**Task goal:** Nothing in the records should be changed in the copy, though the pictures must be left out.

--- Records to process Enclosed Below ---

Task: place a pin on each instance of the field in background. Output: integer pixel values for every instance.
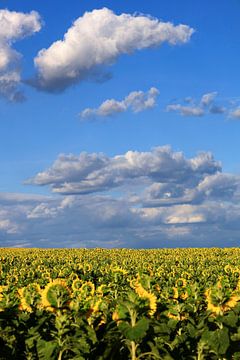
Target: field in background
(120, 304)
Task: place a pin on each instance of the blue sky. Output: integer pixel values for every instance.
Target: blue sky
(123, 139)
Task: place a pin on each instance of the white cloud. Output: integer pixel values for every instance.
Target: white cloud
(97, 39)
(186, 110)
(150, 199)
(208, 98)
(89, 173)
(206, 105)
(14, 26)
(235, 113)
(136, 101)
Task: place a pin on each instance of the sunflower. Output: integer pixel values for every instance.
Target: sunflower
(76, 284)
(55, 295)
(142, 293)
(29, 296)
(214, 309)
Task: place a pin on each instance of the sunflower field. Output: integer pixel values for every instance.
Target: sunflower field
(119, 304)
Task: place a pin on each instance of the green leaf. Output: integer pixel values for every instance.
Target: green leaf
(217, 340)
(136, 332)
(47, 349)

--- End of Enclosed Records to process ---

**Solution to the problem:**
Task: place a pin on each instance of the field in background. Output: integer pixel values for every instance.
Target: field in background
(120, 304)
Task: place a pin on each instance of the blue sky. Output: integer pixel values for every instance.
Target: blue sky
(123, 139)
Task: place a pin on each instance of the white cloud. Output: integer pixel values for every instance.
Target: white cloud
(97, 39)
(186, 110)
(150, 199)
(208, 98)
(89, 173)
(206, 105)
(14, 26)
(235, 113)
(136, 101)
Task: place a pin on each instance of the sunflower. Output: integer pixel values for every instance.
Target: sunflower
(76, 284)
(55, 295)
(142, 293)
(29, 296)
(214, 309)
Task: place a pin on each instance of the sunflower field. Output: integer pixel values for every instance.
Target: sunflower field
(119, 304)
Task: place a pin on each instance of the green leaf. Output: integer pixel values for every instance.
Target: green leaf
(217, 340)
(136, 332)
(47, 349)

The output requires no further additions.